▶ **TEXTO FORNECIDO**

Desafio do BC vai além da inflação externa, apontam especialistas
Segundo o Banco Alfa, problemas estão relacionados com a própria estrutura da economia brasileira
O desafio do Banco Central vai além dos problemas derivados da inflação externa, tendo uma relação muito forte com a estrutura da economia brasileira, preparada durante décadas para se resguardar do aumento dos preços e, portanto, estruturada para perenizar choques temporários, diz o economista-chefe do Banco Alfa, Luís Otávio de Souza Leal.
No relatório "Alfabeto Econômico", o Alfa discute condições para o BC manter a indicação de parar de subir os juros ao nível de 12,75% ao ano em maio, além da missão de colocar a inflação no País na meta.
Lembrando os filmes da franquia Missão Impossível, Souza Leal afirma que colocar a inflação na meta em 2022 é, sim, uma "missão impossível", mas fazê-la convergir em 2023 não seria tão impossível assim, desde que haja disposição a incorrer nos custos de fazê-lo.
Nos filmes, acrescenta, o personagem Ethan Hunt e equipe estão sempre prontos a ir ao limite, "o que invariavelmente rende boas cenas de ação e grandes bilheterias". "Se o BC fizer o mesmo, a audiência vai aplaudir o resultado?", questiona.

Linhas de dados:
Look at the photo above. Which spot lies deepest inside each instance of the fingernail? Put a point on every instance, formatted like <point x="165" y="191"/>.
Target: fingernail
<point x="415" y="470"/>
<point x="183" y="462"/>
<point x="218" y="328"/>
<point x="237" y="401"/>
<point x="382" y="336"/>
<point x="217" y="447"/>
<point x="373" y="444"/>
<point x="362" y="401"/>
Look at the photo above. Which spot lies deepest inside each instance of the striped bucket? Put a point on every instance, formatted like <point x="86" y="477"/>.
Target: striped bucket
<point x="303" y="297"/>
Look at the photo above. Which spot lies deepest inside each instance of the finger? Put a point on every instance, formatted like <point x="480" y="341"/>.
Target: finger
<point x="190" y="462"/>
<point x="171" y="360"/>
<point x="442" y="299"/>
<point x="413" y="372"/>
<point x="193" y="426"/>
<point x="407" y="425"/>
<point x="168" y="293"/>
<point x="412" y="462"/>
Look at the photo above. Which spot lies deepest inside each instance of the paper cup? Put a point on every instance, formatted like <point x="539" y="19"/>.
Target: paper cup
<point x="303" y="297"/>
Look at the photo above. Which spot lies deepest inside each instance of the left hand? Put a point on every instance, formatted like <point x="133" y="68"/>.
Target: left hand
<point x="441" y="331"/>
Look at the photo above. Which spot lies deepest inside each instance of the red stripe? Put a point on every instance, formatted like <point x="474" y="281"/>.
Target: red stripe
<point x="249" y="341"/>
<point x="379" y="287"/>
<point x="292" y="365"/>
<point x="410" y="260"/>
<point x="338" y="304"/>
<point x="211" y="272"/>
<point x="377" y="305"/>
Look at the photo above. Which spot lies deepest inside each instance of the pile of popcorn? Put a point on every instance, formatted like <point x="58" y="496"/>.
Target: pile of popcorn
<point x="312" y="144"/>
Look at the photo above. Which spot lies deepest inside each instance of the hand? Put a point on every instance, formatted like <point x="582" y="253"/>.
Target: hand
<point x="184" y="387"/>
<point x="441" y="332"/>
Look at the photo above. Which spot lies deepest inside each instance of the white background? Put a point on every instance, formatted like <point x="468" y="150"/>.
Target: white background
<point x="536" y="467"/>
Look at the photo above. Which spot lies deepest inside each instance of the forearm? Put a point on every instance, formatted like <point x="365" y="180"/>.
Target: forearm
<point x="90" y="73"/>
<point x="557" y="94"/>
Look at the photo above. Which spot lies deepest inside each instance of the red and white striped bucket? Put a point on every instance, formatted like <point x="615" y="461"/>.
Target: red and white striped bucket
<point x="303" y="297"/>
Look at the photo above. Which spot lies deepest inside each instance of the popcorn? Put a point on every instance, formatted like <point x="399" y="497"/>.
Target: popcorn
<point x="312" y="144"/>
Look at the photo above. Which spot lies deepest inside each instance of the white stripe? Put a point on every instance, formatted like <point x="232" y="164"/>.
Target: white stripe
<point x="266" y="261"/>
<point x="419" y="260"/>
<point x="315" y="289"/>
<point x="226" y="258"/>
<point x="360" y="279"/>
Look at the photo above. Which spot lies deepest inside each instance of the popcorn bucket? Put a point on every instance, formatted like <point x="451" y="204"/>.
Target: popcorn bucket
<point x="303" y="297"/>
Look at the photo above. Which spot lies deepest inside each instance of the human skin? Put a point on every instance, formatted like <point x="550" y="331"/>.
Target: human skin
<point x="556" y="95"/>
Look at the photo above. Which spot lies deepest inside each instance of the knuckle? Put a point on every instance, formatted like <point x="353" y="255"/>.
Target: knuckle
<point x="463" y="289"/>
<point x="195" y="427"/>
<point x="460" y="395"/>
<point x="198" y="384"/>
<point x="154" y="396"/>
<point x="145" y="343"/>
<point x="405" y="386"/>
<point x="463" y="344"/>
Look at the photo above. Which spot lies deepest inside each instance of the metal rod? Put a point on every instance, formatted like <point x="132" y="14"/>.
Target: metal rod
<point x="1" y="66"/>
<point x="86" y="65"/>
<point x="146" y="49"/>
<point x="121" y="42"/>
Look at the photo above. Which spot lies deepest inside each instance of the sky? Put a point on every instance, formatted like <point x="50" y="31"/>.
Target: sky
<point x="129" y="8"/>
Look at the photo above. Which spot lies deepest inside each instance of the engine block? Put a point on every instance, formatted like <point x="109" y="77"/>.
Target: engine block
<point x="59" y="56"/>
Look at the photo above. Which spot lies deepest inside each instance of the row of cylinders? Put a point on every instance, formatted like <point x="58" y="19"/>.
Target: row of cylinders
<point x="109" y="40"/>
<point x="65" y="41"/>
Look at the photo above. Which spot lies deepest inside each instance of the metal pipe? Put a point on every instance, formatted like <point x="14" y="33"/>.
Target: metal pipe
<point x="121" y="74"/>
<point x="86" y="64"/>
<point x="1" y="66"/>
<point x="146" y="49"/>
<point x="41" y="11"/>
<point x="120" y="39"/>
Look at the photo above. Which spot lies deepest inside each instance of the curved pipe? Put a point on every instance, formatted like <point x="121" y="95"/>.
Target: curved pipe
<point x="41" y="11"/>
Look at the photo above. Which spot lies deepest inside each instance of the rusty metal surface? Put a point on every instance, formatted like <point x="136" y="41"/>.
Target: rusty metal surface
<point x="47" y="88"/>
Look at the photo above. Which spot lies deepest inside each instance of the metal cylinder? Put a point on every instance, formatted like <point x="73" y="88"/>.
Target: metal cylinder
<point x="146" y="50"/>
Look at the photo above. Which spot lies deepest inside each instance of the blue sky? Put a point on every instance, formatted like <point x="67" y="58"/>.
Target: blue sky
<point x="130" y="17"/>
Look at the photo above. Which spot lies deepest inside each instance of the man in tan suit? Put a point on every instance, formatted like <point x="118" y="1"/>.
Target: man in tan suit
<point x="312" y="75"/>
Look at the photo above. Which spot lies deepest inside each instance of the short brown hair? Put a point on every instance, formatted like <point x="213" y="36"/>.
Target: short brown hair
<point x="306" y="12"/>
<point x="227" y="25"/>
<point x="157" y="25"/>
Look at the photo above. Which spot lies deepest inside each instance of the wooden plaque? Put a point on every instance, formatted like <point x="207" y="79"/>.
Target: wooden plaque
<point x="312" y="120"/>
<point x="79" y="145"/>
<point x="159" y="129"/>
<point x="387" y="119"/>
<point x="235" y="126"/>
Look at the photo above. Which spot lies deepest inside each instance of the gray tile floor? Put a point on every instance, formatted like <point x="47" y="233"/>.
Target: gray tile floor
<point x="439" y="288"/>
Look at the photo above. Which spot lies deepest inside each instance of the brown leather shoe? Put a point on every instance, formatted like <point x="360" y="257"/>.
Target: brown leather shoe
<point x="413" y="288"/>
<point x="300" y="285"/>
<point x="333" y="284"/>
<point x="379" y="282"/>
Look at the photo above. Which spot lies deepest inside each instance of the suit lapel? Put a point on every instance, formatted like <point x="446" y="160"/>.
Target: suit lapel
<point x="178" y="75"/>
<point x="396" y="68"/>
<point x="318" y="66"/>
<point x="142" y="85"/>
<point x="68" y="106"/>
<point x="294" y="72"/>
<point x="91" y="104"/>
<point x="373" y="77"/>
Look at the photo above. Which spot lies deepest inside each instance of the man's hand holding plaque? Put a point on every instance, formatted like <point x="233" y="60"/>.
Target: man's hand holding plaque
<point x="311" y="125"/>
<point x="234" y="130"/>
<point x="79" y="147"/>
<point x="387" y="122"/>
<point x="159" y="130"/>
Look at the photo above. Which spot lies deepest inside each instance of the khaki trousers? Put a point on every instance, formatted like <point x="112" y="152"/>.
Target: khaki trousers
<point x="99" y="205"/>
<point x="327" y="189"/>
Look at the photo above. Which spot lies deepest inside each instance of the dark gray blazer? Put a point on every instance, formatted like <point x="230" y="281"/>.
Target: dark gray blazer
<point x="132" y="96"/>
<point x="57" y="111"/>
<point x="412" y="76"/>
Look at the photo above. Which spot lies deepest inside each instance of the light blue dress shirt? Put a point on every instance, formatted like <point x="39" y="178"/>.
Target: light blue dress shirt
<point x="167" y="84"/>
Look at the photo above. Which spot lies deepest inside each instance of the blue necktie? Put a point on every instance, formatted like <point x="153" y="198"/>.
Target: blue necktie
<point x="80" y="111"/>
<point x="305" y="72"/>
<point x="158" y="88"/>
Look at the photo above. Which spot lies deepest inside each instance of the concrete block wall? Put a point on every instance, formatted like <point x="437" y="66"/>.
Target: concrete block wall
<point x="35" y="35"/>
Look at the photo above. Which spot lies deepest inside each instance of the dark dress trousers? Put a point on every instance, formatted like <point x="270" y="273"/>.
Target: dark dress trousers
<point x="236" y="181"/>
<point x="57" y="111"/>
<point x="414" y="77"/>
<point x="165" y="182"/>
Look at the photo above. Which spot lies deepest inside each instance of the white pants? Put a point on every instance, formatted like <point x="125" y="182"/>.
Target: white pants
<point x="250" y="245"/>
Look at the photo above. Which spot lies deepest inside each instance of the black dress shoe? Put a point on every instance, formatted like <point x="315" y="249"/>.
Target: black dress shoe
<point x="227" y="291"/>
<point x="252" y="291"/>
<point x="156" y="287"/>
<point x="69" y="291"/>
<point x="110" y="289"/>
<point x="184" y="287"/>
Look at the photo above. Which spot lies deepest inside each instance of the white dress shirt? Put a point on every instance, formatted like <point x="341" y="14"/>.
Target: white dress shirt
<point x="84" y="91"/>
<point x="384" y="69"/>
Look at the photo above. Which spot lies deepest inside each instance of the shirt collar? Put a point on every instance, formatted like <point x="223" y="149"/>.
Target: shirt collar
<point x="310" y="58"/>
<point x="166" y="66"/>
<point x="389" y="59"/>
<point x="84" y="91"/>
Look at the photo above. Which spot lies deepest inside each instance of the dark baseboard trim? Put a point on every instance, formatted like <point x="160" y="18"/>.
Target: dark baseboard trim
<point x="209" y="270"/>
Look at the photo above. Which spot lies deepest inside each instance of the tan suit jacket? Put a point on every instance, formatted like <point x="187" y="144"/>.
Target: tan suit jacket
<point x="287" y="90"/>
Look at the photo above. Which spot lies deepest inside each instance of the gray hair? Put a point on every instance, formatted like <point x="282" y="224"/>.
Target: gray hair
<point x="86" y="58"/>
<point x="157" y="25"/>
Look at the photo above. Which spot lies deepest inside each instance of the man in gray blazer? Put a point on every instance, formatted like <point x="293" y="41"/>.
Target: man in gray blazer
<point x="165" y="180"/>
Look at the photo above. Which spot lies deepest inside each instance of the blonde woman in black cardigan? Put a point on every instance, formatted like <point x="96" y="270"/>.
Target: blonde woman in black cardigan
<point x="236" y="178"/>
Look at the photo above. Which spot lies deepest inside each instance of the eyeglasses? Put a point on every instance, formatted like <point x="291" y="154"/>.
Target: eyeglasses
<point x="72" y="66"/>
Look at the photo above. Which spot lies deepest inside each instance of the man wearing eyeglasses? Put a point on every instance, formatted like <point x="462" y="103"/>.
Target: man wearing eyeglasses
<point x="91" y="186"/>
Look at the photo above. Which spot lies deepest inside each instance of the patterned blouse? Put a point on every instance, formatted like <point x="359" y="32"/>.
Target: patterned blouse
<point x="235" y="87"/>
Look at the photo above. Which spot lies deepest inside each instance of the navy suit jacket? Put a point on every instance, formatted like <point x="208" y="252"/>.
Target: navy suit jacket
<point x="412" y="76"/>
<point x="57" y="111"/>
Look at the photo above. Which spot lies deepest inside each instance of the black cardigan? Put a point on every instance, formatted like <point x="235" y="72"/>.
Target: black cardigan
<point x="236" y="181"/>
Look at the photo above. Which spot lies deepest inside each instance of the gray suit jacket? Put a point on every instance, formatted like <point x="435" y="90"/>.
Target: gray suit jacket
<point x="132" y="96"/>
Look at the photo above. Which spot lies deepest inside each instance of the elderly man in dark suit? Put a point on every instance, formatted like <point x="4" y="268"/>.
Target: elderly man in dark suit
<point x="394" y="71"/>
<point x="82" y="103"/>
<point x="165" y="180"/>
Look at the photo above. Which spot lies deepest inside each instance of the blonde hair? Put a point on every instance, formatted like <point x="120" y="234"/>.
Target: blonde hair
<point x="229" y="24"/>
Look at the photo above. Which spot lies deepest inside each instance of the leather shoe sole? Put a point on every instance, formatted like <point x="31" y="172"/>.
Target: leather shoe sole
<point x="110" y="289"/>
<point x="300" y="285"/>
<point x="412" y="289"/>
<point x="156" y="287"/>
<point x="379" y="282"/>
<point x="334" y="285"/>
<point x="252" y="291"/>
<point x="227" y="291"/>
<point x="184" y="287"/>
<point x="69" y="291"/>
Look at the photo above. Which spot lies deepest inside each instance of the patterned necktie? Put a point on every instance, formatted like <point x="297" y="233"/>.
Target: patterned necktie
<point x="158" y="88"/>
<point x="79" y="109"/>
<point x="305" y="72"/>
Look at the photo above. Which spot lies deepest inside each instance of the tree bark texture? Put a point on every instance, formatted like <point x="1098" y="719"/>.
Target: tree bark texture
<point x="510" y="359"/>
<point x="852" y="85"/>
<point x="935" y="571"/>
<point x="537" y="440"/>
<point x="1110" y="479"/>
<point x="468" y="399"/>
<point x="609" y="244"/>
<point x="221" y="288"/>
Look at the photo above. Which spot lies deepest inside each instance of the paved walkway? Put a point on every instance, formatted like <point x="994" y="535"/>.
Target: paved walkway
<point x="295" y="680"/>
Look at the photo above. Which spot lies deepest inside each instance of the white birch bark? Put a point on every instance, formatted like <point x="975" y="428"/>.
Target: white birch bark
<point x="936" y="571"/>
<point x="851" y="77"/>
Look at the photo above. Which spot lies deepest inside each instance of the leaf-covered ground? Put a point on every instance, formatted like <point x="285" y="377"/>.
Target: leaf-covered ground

▶ **INSTRUÇÕES**
[a] Responda às perguntas abaixo com base na reportagem sobre o Banco Central:
(i) Em que nível anual de juros o BC pode parar de subir a taxa em maio?
(ii) Em que ano colocar a inflação na meta seria uma "missão impossível"?
(iii) Qual personagem dos filmes Missão Impossível é mencionado?
[b] Reescreva de forma mais breve, por favor, o parágrafo da reportagem sobre o Banco Central que começa com "O desafio do Banco Central vai além", mantendo os fatos principais.

▶ **RESPOSTAS DADAS**
[a]
(i) 12,75% ao ano.
(ii) 2022.
(iii) Ethan Hunt.

[b] Para Luís Otávio de Souza Leal, economista-chefe do Banco Alfa, o desafio do BC vai além da inflação externa. Ele se liga à estrutura da economia brasileira, preparada durante décadas para se proteger da alta dos preços e, por isso, estruturada para perenizar choques temporários.